What is required: Write out the full listing again, exactly as it stands.

Records for the task:

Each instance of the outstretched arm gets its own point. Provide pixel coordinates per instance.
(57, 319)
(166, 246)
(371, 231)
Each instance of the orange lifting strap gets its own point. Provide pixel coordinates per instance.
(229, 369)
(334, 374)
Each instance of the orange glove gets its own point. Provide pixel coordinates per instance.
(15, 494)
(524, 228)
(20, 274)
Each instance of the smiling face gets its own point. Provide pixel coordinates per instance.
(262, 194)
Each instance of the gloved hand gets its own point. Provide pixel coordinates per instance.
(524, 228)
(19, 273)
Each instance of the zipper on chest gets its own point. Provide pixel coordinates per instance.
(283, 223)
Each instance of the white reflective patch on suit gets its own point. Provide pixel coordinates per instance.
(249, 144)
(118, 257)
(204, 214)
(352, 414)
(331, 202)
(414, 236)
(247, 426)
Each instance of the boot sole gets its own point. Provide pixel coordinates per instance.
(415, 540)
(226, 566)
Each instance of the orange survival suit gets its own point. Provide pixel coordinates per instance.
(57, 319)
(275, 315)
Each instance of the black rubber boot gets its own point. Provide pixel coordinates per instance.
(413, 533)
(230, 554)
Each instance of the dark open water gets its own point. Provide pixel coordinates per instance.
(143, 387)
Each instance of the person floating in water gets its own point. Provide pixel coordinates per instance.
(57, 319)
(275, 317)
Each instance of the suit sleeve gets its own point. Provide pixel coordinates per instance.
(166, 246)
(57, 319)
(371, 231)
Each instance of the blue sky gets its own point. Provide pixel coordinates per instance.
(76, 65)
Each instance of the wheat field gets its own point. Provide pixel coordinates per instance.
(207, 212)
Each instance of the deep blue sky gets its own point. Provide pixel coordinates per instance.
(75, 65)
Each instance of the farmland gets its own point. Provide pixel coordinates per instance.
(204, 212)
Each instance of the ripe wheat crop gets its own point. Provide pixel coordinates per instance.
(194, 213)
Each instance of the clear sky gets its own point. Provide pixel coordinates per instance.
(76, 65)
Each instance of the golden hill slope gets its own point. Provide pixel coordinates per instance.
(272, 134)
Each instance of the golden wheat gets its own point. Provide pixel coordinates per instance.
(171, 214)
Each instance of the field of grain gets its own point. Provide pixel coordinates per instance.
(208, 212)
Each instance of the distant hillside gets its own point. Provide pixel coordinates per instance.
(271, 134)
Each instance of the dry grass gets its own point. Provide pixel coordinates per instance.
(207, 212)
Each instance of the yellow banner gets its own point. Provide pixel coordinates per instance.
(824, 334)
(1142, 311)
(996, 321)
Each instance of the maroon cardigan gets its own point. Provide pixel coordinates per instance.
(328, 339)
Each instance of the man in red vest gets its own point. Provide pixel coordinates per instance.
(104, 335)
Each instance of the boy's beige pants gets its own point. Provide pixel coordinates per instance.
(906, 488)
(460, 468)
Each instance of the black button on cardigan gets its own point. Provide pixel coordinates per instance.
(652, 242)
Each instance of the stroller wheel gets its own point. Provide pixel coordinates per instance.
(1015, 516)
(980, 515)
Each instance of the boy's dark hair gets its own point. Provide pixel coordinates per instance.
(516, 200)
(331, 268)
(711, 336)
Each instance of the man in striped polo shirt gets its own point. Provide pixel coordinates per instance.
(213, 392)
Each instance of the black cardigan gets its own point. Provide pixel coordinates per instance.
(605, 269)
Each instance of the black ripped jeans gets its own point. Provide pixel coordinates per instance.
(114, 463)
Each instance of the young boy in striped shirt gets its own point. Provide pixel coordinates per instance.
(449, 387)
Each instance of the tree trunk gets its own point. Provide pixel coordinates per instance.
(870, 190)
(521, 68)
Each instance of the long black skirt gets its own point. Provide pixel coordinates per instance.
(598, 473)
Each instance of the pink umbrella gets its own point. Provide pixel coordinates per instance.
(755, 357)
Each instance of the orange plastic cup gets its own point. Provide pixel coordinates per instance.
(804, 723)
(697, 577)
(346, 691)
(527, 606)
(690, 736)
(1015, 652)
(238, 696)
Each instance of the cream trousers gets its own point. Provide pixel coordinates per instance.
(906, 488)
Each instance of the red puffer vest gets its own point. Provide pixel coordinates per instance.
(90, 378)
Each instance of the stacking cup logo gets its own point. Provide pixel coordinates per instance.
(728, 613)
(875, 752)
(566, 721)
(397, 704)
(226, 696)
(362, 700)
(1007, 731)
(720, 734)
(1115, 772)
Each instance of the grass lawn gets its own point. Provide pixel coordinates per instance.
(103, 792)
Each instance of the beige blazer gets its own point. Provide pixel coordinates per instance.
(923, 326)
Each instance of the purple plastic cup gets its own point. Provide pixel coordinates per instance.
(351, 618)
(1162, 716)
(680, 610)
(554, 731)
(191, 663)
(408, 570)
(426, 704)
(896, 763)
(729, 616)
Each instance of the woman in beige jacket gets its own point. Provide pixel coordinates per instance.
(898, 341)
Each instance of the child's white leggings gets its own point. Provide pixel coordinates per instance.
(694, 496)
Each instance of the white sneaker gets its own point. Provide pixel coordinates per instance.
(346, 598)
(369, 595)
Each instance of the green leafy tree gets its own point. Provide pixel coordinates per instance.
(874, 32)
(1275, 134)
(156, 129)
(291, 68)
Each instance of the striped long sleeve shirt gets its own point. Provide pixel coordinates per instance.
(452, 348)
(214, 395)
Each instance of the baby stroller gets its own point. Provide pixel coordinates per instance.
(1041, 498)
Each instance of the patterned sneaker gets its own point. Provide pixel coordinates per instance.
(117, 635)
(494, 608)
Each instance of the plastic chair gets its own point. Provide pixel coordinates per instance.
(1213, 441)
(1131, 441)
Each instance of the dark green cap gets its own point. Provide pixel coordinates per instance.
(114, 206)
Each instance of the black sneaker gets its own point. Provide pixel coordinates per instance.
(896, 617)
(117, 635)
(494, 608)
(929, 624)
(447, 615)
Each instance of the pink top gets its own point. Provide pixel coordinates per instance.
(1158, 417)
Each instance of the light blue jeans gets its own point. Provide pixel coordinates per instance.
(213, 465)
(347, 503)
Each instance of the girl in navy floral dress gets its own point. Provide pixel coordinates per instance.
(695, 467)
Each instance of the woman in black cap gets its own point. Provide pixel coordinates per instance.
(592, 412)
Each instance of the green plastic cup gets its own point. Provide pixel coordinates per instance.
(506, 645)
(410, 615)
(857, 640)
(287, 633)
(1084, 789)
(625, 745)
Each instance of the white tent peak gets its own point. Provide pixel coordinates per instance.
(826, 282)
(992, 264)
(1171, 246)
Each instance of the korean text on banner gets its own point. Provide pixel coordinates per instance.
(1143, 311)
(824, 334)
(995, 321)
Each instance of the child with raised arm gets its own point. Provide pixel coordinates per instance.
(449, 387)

Final result:
Each instance of the outstretched arm gets its own point. Provide pixel coordinates per instance.
(57, 319)
(166, 246)
(371, 231)
Each instance of the orange lifting strap gets its own point. Provide pixel coordinates per instance.
(229, 369)
(334, 374)
Each instance of the orange glove gets its own point. Provide pixel coordinates per instance.
(15, 494)
(524, 228)
(20, 274)
Each instance of the smiling face gets its own point. Provide pixel coordinates per instance.
(262, 194)
Each instance of the gloved hand gets its own point. Provide pixel coordinates per instance.
(524, 228)
(19, 273)
Each instance of the zipper on chest gets its own point. Provide pixel coordinates per instance.
(283, 223)
Each instance of the white reflective patch on suit gets its own point. Provide pixel coordinates per instance.
(249, 144)
(118, 257)
(204, 214)
(352, 414)
(331, 202)
(414, 236)
(247, 426)
Each instance of the boot sole gets its own point. Provide pixel coordinates per instance.
(415, 540)
(226, 566)
Each instance of the orange survival suit gets its own point. Provide pixel coordinates per instance.
(57, 319)
(275, 315)
Each instance of the black rubber boot gets its own point. Provide pixel coordinates per instance.
(413, 533)
(230, 554)
Each instance of the dark open water gets its own point. Provide pixel coordinates per instance.
(143, 387)
Each instance of the person floating in water gets its own point. Provide pixel coordinates per instance.
(57, 319)
(275, 317)
Each instance of the suit sleeve gets its own point. Provide pixel coordinates per instance.
(166, 246)
(57, 319)
(371, 231)
Each instance of the blue sky gets its own point. Provide pixel coordinates per instance.
(76, 65)
Each instance of the wheat field gets its own point. Provide pixel coordinates per instance.
(207, 212)
Each instance of the deep blue sky gets its own point. Provide pixel coordinates per instance.
(75, 65)
Each instance of the farmland gets its own point. Provide pixel coordinates per instance.
(204, 212)
Each instance of the ripe wheat crop gets its own point. Provide pixel coordinates per instance.
(194, 213)
Each instance of the clear sky gets its own point. Provide pixel coordinates per instance.
(76, 65)
Each instance of the golden hill slope gets its own point. Provide pixel coordinates per instance.
(272, 134)
Each instance of the golden wheat gets its own point. Provide pixel coordinates per instance.
(171, 214)
Each instance of the field of grain gets its own point. Provide pixel coordinates per instance.
(208, 212)
Each instance of the distant hillside gets its own point. Provide pixel coordinates per instance.
(271, 134)
Each instance of the dry grass gets its own point. Provide pixel coordinates per instance.
(207, 212)
Each instance of the yellow banner gets its own point. Provide pixel coordinates per instance.
(824, 334)
(1142, 311)
(996, 321)
Each instance of the maroon cardigan gets its own point. Provide pixel coordinates per instance.
(328, 339)
Each instance of the man in red vest gets its own point. Provide pixel coordinates per instance.
(104, 335)
Each instance of the boy's beige pants gets its own point. Provide pixel coordinates per instance.
(906, 488)
(460, 468)
Each instance of the black button on cardigan gets its own point. Provide pixel coordinates per instance.
(652, 242)
Each instance of the stroller wheel gets its own point. Provide pixel coordinates per instance.
(1015, 516)
(980, 515)
Each instance of the boy's dark hair gets its own point. Provide pixel coordinates per instance.
(516, 200)
(331, 268)
(711, 336)
Each instance of the man in striped polo shirt gets its own point. Provide pixel coordinates per instance.
(213, 392)
Each instance of the black cardigan gets its own point. Provide pixel coordinates per instance.
(605, 269)
Each instance of the black ripped jeans gets its own point. Provide pixel coordinates per instance.
(114, 463)
Each instance of the young boy in striped shirt gets its own point. Provide pixel coordinates per instance.
(449, 387)
Each instance of the tree trunk gets its own point. Provide pixel coordinates per instance.
(870, 190)
(521, 68)
Each instance of the long black skirt gets its own point. Provide pixel coordinates per instance.
(598, 473)
Each instance of the pink umbrella gets its own point. Provide pixel coordinates per instance.
(755, 357)
Each instance of the orange plastic cup gets its own point. Provide pixel coordinates per instance.
(804, 723)
(697, 577)
(346, 691)
(527, 606)
(690, 736)
(1015, 652)
(238, 696)
Each instance of the cream trousers gets its own point. Provide pixel coordinates per instance.
(906, 488)
Each instance of the red puffer vest gets its own point. Provide pixel coordinates per instance.
(90, 378)
Each instance of the stacking cup logo gets its own point. Provide pixel coordinates per instance.
(728, 613)
(875, 752)
(566, 721)
(397, 704)
(226, 696)
(362, 700)
(1007, 731)
(720, 734)
(1115, 772)
Each instance of the grass lawn gets its own point. Provide pixel coordinates per instance.
(103, 792)
Each instance of the beige blazer gets its own point. Provide pixel coordinates per instance.
(923, 326)
Each instance of the purple plastic cup gets its own point. Provide pixel coordinates per instance.
(351, 618)
(1162, 716)
(680, 610)
(554, 731)
(191, 663)
(408, 570)
(426, 704)
(896, 763)
(729, 616)
Each instance of the woman in beige jacket gets its own point. Provide pixel coordinates per instance.
(898, 341)
Each instance of the child's white leggings gets its own point. Provide pixel coordinates per instance.
(694, 496)
Each instance of the white sneaker gets its own point. Provide pixel coordinates per instance.
(346, 598)
(369, 595)
Each instance of the green leafy tree gets its own point. Provide pixel coordinates per instance.
(874, 32)
(1275, 134)
(156, 129)
(291, 68)
Each instance of the striped long sleeve shirt gets its own point. Provide pixel coordinates per instance.
(452, 348)
(214, 395)
Each instance of the baby stroller gets its own point. Provide pixel coordinates per instance.
(1041, 498)
Each instance of the patterned sneaker gets its own point. Provide pixel coordinates per instance.
(117, 635)
(494, 608)
Each instance of the plastic chair gets its own point. Provide pixel coordinates per instance.
(1213, 441)
(1131, 441)
Each instance of the dark green cap gets its own point. Provide pixel coordinates per instance.
(114, 206)
Each instance of the black sneaker gets its own point. Provide pixel coordinates per instance.
(896, 617)
(117, 635)
(494, 608)
(929, 624)
(447, 615)
Each instance of the pink top gets its own point. Provide pixel coordinates per instance.
(1158, 417)
Each instance of the light blue jeans gets its own point. Provide pixel coordinates per instance.
(213, 465)
(347, 503)
Each instance of the girl in navy floral dress gets its own point. Provide pixel coordinates per instance.
(695, 467)
Each instance of the woman in black cap gets its own point. Provide pixel coordinates per instance.
(592, 412)
Each instance of the green plastic cup gets its own point. Provide pixel coordinates per instance.
(506, 645)
(410, 615)
(857, 640)
(287, 633)
(1084, 789)
(625, 745)
Each instance of the white tent peak gets its own point. Provide pixel coordinates per instance.
(826, 282)
(992, 264)
(1171, 246)
Each instance of the korean text on banner gets its own point. Provide pixel coordinates per instance.
(1143, 311)
(824, 334)
(995, 321)
Each instance of the child with raised arm gets its own point. Provide pixel coordinates per instance.
(449, 387)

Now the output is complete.